# start of RECORDS SHOWN
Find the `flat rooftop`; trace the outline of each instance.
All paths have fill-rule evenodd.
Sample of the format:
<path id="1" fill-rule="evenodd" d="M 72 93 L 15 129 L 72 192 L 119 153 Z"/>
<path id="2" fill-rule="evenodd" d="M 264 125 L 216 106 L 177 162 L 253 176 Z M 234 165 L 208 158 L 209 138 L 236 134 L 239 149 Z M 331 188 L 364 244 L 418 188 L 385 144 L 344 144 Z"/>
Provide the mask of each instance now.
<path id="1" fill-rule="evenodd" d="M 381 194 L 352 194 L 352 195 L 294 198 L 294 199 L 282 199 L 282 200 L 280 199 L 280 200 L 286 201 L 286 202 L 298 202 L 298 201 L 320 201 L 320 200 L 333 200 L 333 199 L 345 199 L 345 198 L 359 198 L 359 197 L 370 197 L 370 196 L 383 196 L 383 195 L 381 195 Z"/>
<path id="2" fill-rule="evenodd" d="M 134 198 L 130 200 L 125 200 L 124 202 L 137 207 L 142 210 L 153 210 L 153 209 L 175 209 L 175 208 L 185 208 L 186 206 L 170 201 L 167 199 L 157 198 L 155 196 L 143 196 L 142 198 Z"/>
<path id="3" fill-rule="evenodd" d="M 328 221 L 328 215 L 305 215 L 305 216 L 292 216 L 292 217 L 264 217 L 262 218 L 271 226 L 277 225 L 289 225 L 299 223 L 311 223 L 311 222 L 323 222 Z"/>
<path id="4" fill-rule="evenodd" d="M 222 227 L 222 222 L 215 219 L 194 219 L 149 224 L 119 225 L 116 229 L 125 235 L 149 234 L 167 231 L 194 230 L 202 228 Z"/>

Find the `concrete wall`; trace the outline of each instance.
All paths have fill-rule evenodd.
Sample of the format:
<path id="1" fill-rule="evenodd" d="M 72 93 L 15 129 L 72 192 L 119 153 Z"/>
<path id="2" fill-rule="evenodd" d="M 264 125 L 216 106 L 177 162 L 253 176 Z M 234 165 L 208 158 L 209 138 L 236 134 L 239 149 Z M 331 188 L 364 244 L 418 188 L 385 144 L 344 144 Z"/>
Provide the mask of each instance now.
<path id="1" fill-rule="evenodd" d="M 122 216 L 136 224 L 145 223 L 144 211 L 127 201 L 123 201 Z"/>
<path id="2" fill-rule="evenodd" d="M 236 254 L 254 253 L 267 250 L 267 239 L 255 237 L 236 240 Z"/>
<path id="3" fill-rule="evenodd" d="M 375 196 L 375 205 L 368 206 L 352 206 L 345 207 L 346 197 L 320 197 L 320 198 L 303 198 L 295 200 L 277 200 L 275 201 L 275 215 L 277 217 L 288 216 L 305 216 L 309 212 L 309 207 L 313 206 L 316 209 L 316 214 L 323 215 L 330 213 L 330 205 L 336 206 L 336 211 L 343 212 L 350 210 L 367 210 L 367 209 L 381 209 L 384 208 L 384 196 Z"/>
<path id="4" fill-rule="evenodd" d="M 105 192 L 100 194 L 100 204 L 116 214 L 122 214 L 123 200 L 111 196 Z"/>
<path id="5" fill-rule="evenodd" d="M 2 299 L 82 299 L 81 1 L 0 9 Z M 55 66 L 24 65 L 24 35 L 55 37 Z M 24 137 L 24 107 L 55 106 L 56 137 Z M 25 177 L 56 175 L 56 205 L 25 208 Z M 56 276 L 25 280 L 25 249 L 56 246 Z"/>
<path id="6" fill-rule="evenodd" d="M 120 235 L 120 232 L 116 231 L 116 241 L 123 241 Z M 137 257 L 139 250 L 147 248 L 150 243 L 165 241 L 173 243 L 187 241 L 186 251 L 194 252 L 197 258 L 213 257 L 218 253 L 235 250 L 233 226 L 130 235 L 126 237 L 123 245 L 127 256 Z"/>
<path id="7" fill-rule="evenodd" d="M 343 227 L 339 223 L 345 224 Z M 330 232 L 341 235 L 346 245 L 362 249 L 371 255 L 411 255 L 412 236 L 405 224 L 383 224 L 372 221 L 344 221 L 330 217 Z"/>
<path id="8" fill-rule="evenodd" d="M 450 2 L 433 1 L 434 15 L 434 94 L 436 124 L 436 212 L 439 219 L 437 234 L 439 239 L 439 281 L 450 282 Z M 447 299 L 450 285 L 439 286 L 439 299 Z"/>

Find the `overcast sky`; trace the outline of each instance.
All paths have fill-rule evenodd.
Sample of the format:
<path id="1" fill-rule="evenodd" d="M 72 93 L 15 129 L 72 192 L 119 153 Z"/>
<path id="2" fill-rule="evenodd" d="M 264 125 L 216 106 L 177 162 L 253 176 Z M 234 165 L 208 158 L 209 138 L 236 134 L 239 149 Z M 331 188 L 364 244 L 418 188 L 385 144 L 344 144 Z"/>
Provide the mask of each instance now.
# end of RECORDS SHOWN
Reproduce the entire listing above word for word, from its first line to its last.

Find the `flat rooftop`; trace the outline of each instance.
All paths have fill-rule evenodd.
Sample of the format:
<path id="1" fill-rule="evenodd" d="M 72 93 L 15 129 L 72 192 L 119 153 Z"/>
<path id="2" fill-rule="evenodd" d="M 264 125 L 216 106 L 177 162 L 253 176 Z M 234 165 L 208 158 L 209 138 L 236 134 L 239 149 Z M 331 188 L 364 244 L 418 188 L 385 144 L 344 144 Z"/>
Provide the mask of each instance now.
<path id="1" fill-rule="evenodd" d="M 381 194 L 352 194 L 352 195 L 294 198 L 294 199 L 282 199 L 282 200 L 280 199 L 280 200 L 286 201 L 286 202 L 298 202 L 298 201 L 320 201 L 320 200 L 333 200 L 333 199 L 345 199 L 345 198 L 359 198 L 359 197 L 370 197 L 370 196 L 383 196 L 383 195 L 381 195 Z"/>
<path id="2" fill-rule="evenodd" d="M 134 198 L 130 200 L 125 200 L 124 202 L 137 207 L 142 210 L 153 210 L 153 209 L 175 209 L 175 208 L 185 208 L 186 206 L 170 201 L 167 199 L 157 198 L 155 196 L 143 196 L 142 198 Z"/>
<path id="3" fill-rule="evenodd" d="M 328 221 L 328 215 L 305 215 L 305 216 L 292 216 L 292 217 L 264 217 L 262 218 L 271 226 L 277 225 L 289 225 L 299 223 L 311 223 L 311 222 L 323 222 Z"/>
<path id="4" fill-rule="evenodd" d="M 222 227 L 222 222 L 215 219 L 194 219 L 149 224 L 119 225 L 116 229 L 125 235 L 149 234 L 167 231 L 194 230 L 202 228 Z"/>

Find the `concrete wall`; trace the outline of each instance.
All paths have fill-rule evenodd.
Sample of the format:
<path id="1" fill-rule="evenodd" d="M 72 93 L 15 129 L 72 192 L 119 153 Z"/>
<path id="2" fill-rule="evenodd" d="M 264 125 L 216 106 L 177 162 L 253 176 Z M 234 165 L 208 158 L 209 138 L 236 134 L 239 149 Z M 331 188 L 364 244 L 418 188 L 385 144 L 344 144 Z"/>
Provide the mask of each instance now.
<path id="1" fill-rule="evenodd" d="M 122 216 L 136 224 L 145 223 L 144 211 L 127 201 L 123 201 Z"/>
<path id="2" fill-rule="evenodd" d="M 236 254 L 254 253 L 267 250 L 267 239 L 255 237 L 236 240 Z"/>
<path id="3" fill-rule="evenodd" d="M 375 196 L 375 205 L 368 206 L 352 206 L 345 207 L 346 197 L 320 197 L 320 198 L 303 198 L 295 200 L 277 200 L 275 201 L 275 215 L 277 217 L 288 216 L 305 216 L 309 212 L 309 207 L 313 206 L 316 209 L 316 214 L 323 215 L 330 213 L 330 205 L 336 206 L 336 211 L 343 212 L 350 210 L 367 210 L 367 209 L 381 209 L 384 208 L 384 196 Z"/>
<path id="4" fill-rule="evenodd" d="M 105 192 L 100 194 L 100 204 L 116 214 L 122 214 L 123 200 L 111 196 Z"/>
<path id="5" fill-rule="evenodd" d="M 2 299 L 82 299 L 81 1 L 0 9 Z M 55 66 L 24 65 L 24 35 L 55 37 Z M 24 137 L 24 107 L 55 106 L 56 137 Z M 25 177 L 56 175 L 56 205 L 25 208 Z M 56 276 L 25 280 L 25 249 L 56 246 Z"/>
<path id="6" fill-rule="evenodd" d="M 120 235 L 120 232 L 116 231 L 116 241 L 123 241 Z M 137 257 L 139 250 L 147 248 L 150 243 L 165 241 L 173 243 L 187 241 L 186 251 L 194 252 L 197 258 L 213 257 L 218 253 L 235 250 L 233 226 L 130 235 L 126 237 L 123 245 L 127 256 Z"/>
<path id="7" fill-rule="evenodd" d="M 343 227 L 339 223 L 345 224 Z M 330 232 L 341 235 L 346 245 L 362 249 L 371 255 L 411 255 L 412 236 L 405 224 L 383 224 L 372 221 L 344 221 L 330 217 Z"/>
<path id="8" fill-rule="evenodd" d="M 450 2 L 433 1 L 434 15 L 434 94 L 436 124 L 436 212 L 439 219 L 437 234 L 439 239 L 439 281 L 450 282 Z M 447 299 L 450 285 L 439 286 L 439 299 Z"/>

Find the `overcast sky`; trace the outline of each instance.
All paths have fill-rule evenodd.
Sample of the format:
<path id="1" fill-rule="evenodd" d="M 72 93 L 15 129 L 72 192 L 119 153 Z"/>
<path id="2" fill-rule="evenodd" d="M 264 125 L 216 106 L 177 162 L 253 176 Z M 234 165 L 208 158 L 209 138 L 236 134 L 239 149 Z M 331 188 L 364 244 L 418 188 L 385 144 L 344 144 Z"/>
Provide the mask of each instance now.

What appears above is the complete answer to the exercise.